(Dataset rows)
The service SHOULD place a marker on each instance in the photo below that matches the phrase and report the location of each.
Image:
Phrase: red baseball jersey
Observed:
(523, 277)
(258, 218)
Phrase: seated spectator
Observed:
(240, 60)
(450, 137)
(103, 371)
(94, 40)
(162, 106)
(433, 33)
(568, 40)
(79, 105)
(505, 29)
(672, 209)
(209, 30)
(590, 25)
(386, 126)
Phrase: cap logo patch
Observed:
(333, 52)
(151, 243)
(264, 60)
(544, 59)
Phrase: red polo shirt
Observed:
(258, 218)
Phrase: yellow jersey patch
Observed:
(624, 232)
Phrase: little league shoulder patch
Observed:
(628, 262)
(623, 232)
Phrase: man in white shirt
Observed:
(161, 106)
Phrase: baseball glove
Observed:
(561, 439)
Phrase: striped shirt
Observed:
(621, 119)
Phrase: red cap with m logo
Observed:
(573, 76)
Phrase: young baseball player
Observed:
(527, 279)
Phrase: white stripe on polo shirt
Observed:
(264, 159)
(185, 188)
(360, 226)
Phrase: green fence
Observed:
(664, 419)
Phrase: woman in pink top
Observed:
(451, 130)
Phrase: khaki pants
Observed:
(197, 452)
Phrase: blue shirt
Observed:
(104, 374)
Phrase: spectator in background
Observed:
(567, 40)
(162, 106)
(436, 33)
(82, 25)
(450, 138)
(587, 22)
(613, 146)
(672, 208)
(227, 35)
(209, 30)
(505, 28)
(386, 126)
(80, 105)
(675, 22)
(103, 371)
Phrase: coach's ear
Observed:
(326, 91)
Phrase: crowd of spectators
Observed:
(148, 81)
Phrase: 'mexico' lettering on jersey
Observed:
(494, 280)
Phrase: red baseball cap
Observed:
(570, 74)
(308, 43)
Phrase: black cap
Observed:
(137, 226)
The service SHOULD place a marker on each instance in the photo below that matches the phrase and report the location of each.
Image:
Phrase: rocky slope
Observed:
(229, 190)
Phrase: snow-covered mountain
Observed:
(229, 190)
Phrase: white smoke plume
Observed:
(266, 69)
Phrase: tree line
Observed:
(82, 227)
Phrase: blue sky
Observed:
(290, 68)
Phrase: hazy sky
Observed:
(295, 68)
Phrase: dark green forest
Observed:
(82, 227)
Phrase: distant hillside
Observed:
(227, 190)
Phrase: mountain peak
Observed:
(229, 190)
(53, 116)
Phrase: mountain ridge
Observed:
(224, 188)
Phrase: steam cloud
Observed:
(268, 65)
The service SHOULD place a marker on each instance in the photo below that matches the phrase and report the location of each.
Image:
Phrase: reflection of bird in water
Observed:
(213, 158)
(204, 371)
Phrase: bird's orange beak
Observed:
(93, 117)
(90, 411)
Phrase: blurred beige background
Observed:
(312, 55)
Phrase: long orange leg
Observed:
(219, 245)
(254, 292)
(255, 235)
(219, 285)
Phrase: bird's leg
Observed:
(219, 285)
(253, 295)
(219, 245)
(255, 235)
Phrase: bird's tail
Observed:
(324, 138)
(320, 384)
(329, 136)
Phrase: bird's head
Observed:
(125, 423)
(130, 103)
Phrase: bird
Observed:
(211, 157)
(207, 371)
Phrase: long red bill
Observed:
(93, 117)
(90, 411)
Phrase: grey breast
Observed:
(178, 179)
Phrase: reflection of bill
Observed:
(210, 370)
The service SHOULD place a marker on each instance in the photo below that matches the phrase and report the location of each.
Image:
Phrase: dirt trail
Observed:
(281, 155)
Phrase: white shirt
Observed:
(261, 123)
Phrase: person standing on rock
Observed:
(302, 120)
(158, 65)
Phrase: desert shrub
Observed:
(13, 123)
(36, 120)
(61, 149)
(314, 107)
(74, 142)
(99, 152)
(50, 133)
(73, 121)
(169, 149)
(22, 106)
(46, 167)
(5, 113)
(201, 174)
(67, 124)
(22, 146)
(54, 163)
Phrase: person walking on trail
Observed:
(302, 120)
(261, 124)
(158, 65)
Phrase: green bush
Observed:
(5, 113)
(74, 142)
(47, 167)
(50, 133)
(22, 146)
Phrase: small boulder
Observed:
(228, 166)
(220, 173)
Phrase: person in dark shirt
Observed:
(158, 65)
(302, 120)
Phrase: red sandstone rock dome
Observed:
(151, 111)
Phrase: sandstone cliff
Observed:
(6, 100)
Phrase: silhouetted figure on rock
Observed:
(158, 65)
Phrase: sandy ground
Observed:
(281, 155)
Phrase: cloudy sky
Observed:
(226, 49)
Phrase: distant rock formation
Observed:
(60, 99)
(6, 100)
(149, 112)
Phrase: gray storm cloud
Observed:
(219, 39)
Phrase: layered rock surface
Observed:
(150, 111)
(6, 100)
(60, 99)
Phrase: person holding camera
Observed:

__Task instructions__. Quote every entry exactly.

__Solution to this task__.
The service SHOULD place a marker on each instance in the photo below that matches the phrase and report the location of each.
Image:
Phrase: red baseball jersey
Observed:
(523, 277)
(258, 218)
Phrase: seated spectator
Observed:
(240, 60)
(450, 137)
(103, 371)
(94, 40)
(162, 106)
(433, 33)
(568, 40)
(79, 105)
(505, 29)
(672, 209)
(209, 30)
(590, 25)
(386, 126)
Phrase: cap logo patch
Observed:
(333, 52)
(151, 243)
(264, 60)
(544, 59)
Phrase: red polo shirt
Observed:
(258, 218)
Phrase: yellow jersey patch
Observed:
(624, 232)
Phrase: little league shoulder patch
Observed:
(628, 262)
(623, 232)
Phrase: man in white shirt
Observed:
(161, 106)
Phrase: baseball glove
Observed:
(561, 439)
Phrase: striped shirt
Observed:
(621, 119)
Phrase: red cap with m logo
Observed:
(573, 76)
Phrase: young baseball player
Observed:
(527, 279)
Phrase: white stripe on polo shirt
Observed:
(264, 159)
(185, 188)
(360, 226)
Phrase: green fence
Observed:
(664, 419)
Phrase: woman in pink top
Observed:
(451, 130)
Phrase: khaki pants
Observed:
(197, 452)
Phrase: blue shirt
Observed:
(104, 374)
Phrase: spectator in background
Observed:
(567, 40)
(162, 106)
(436, 33)
(82, 25)
(450, 138)
(587, 22)
(613, 146)
(672, 208)
(227, 35)
(209, 30)
(505, 28)
(386, 126)
(80, 105)
(675, 22)
(103, 371)
Phrase: coach's ear
Observed:
(326, 91)
Phrase: crowd of spectators
Observed:
(148, 81)
Phrase: 'mexico' lettering on jersey
Observed:
(494, 280)
Phrase: red baseball cap
Observed:
(570, 74)
(308, 43)
Phrase: black cap
Observed:
(137, 226)
The service SHOULD place a marker on each instance in the photo below that matches the phrase and report the location of each.
Image:
Phrase: rocky slope
Observed:
(229, 190)
Phrase: snow-covered mountain
Observed:
(229, 190)
Phrase: white smoke plume
Observed:
(266, 69)
Phrase: tree line
Observed:
(82, 227)
Phrase: blue sky
Observed:
(290, 68)
Phrase: hazy sky
Observed:
(295, 68)
Phrase: dark green forest
Observed:
(82, 227)
Phrase: distant hillside
Observed:
(227, 190)
Phrase: mountain peak
Observed:
(229, 190)
(53, 116)
Phrase: mountain ridge
Observed:
(224, 188)
Phrase: steam cloud
Observed:
(268, 65)
The service SHOULD place a marker on each instance in the photo below that matches the phrase and report the location of each.
Image:
Phrase: reflection of bird in water
Observed:
(213, 158)
(204, 371)
Phrase: bird's orange beak
Observed:
(93, 117)
(90, 411)
Phrase: blurred beige background
Observed:
(312, 55)
Phrase: long orange leg
Observed:
(219, 245)
(254, 292)
(255, 235)
(219, 285)
Phrase: bird's leg
Observed:
(219, 285)
(253, 295)
(219, 245)
(255, 235)
Phrase: bird's tail
Observed:
(324, 138)
(320, 384)
(329, 136)
Phrase: bird's head
Observed:
(125, 423)
(130, 103)
Phrase: bird
Observed:
(211, 157)
(207, 371)
Phrase: long red bill
Observed:
(93, 117)
(90, 411)
Phrase: grey breast
Observed:
(178, 179)
Phrase: reflection of bill
Observed:
(210, 370)
The service SHOULD place a marker on each instance in the photo below that matches the phrase and report the location of each.
Image:
Phrase: dirt trail
Observed:
(281, 155)
Phrase: white shirt
Observed:
(261, 123)
Phrase: person standing on rock
Observed:
(302, 120)
(158, 65)
Phrase: desert shrub
Observed:
(13, 123)
(36, 120)
(61, 149)
(314, 107)
(74, 142)
(99, 152)
(50, 133)
(73, 121)
(169, 149)
(22, 106)
(46, 167)
(5, 113)
(201, 174)
(67, 124)
(22, 146)
(54, 163)
Phrase: person walking on trail
Observed:
(302, 120)
(261, 124)
(158, 65)
Phrase: green bush
Observed:
(5, 113)
(74, 142)
(47, 167)
(50, 133)
(22, 146)
Phrase: small boulder
Observed:
(228, 166)
(220, 173)
Phrase: person in dark shirt
Observed:
(158, 65)
(302, 120)
Phrase: red sandstone rock dome
Observed:
(151, 111)
Phrase: sandstone cliff
Observed:
(6, 100)
Phrase: silhouetted figure on rock
Observed:
(158, 65)
Phrase: sandy ground
Observed:
(281, 155)
Phrase: cloudy sky
Observed:
(226, 49)
Phrase: distant rock formation
Observed:
(60, 99)
(6, 100)
(149, 112)
Phrase: gray storm cloud
Observed:
(219, 39)
Phrase: layered rock surface
Observed:
(150, 111)
(6, 100)
(60, 99)
Phrase: person holding camera
Observed:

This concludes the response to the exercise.